PASSAGE SHOWN >>
· · · ·
Jennifer Berry Hawes is a reporter with ProPublica's South newsroom.

In 1999, I spent 13 hours in a car alone on a gridlocked interstate with my first child, a 3-week-old baby, during the infamously disastrous mass evacuation from Hurricane Floyd. Since then, I’ve watched coastal states dramatically improve evacuation plans and move hundreds of thousands of residents out of harm’s way very effectively. As a result in recent years, far more people have died due to hurricanes’ freshwater floods in the continental U.S. than coastal storms surges. That proved true in Hurricane Helene.

 

Not long after Helene hit, much of the nation’s attention shifted to the presidential election and the horrible wildfires in California. But I had lived near the mountains of the Carolinas, so I was curious. I drove to North Carolina to see for myself what had happened there. When I arrived in Swannanoa and Asheville, I found a level of destruction that is hard to convey. But these places had gotten more coverage than others. 

 

So I continued north to Yancey County, a majestic and more rural place, where 11 people had died due to Helene, more per capita than anywhere else. When I arrived, the usual glory of the Black Mountains felt funereal, seemingly  every river and creek a tomb beneath mud, dead trees and the debris of people’s lives.
· · · ·
Location annotation dataset excerpts >>
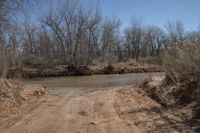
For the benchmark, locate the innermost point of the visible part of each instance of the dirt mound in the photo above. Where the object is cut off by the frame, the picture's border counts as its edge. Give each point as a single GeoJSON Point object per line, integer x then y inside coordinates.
{"type": "Point", "coordinates": [180, 96]}
{"type": "Point", "coordinates": [136, 108]}
{"type": "Point", "coordinates": [14, 92]}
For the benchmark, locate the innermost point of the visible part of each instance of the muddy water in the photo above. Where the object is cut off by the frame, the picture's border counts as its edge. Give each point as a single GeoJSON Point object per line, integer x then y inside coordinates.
{"type": "Point", "coordinates": [94, 81]}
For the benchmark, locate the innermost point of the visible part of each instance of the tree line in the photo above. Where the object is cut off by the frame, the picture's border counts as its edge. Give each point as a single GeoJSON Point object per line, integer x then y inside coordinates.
{"type": "Point", "coordinates": [71, 34]}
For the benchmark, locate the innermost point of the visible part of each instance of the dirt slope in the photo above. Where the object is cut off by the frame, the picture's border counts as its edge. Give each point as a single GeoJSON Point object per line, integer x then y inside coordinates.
{"type": "Point", "coordinates": [121, 110]}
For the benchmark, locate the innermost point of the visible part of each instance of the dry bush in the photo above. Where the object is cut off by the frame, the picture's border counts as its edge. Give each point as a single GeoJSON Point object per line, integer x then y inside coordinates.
{"type": "Point", "coordinates": [182, 61]}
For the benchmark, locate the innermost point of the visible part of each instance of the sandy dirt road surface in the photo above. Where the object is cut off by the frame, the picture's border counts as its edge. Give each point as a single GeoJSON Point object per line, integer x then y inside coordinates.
{"type": "Point", "coordinates": [114, 110]}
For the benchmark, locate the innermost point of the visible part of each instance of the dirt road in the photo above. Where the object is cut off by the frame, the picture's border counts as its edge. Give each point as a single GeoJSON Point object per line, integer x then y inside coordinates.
{"type": "Point", "coordinates": [115, 110]}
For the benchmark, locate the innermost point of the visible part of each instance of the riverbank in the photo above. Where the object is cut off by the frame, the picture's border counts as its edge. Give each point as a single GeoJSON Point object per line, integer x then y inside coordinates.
{"type": "Point", "coordinates": [16, 97]}
{"type": "Point", "coordinates": [64, 70]}
{"type": "Point", "coordinates": [114, 110]}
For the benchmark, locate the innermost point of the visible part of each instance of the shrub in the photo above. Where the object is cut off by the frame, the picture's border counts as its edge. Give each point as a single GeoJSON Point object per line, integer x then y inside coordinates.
{"type": "Point", "coordinates": [182, 61]}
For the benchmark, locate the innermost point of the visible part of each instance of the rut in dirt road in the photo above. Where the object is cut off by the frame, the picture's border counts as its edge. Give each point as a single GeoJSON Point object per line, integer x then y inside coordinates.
{"type": "Point", "coordinates": [71, 113]}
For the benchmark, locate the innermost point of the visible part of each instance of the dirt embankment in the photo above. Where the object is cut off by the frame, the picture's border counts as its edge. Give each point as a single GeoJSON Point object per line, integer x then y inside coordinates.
{"type": "Point", "coordinates": [16, 97]}
{"type": "Point", "coordinates": [114, 110]}
{"type": "Point", "coordinates": [64, 70]}
{"type": "Point", "coordinates": [181, 99]}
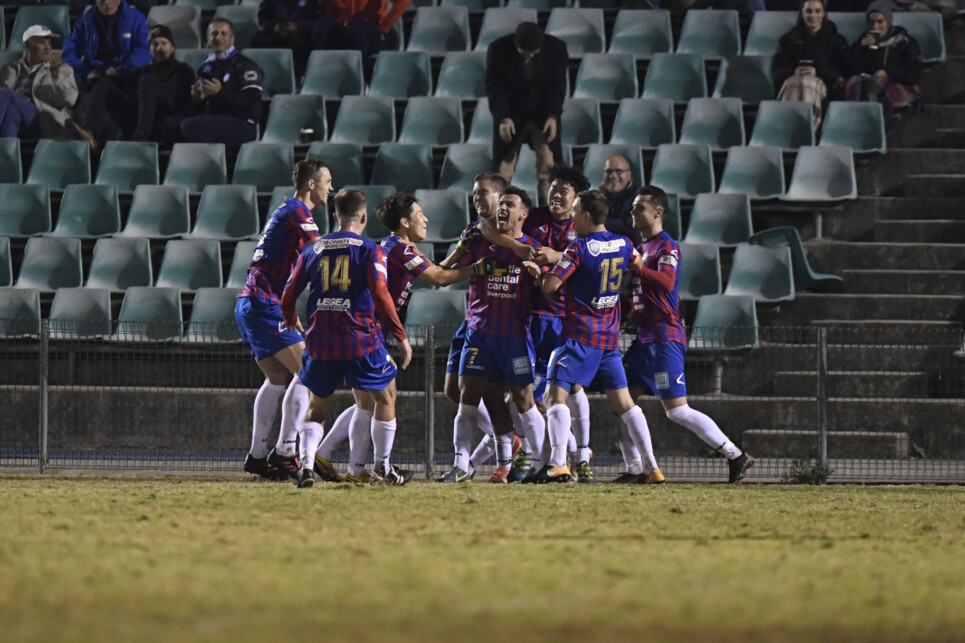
· · · ·
TO DO >>
1 - For each statement about the Hurricane Helene account, answer yes or no and quote the exact words that settle it. (a) The narrator's evacuation from Hurricane Floyd happened in 1999. (b) In recent years, coastal storm surges have killed more people in the continental U.S. than hurricanes' freshwater floods. (c) Eleven people died due to Helene in Yancey County.
2 - Pick up the Hurricane Helene account after its final sentence and keep writing in the same first-person voice.

OUTPUTS IN ORDER >>
1 -
(a) Yes: "In 1999, I spent 13 hours in a car alone on a gridlocked interstate"
(b) No: "far more people have died due to hurricanes’ freshwater floods"
(c) Yes: "Yancey County, a majestic and more rural place, where 11 people had died due to Helene"

2 -
 
Remnants of the flash flood that destroyed a cottage owned by Janicke and John Glynn.

Remnants of the flash flood that destroyed a cottage owned by Janicke and John Glynn. Credit: Courtesy of John Glynn

 

Many people I interviewed shared stories of the trauma they endured because they were in their homes along rivers and creeks when Helene struck. I also spoke with local officials who care deeply about their constituents — who include their own families, often going back generations — but didn’t have the experience with public messaging and plans for evacuating people that coastal areas have been forced to learn. Several counties in Helene’s path, including Yancey, also lacked the detailed mapping of landslide hazards that officials might have had in hand if the state legislature had not paused the program for almost a decade. 

 

I hope that our initial story about Helene’s assault on Yancey County and those that follow honor the survivors and those who died. I also hope our reporting prompts critical inquiry into lessons learned from Helene — as Hurricane Floyd did more than two decades ago — so that inland officials can get people out of harm’s way ahead of the coming storms. And they are coming. Hurricane season begins on June 1.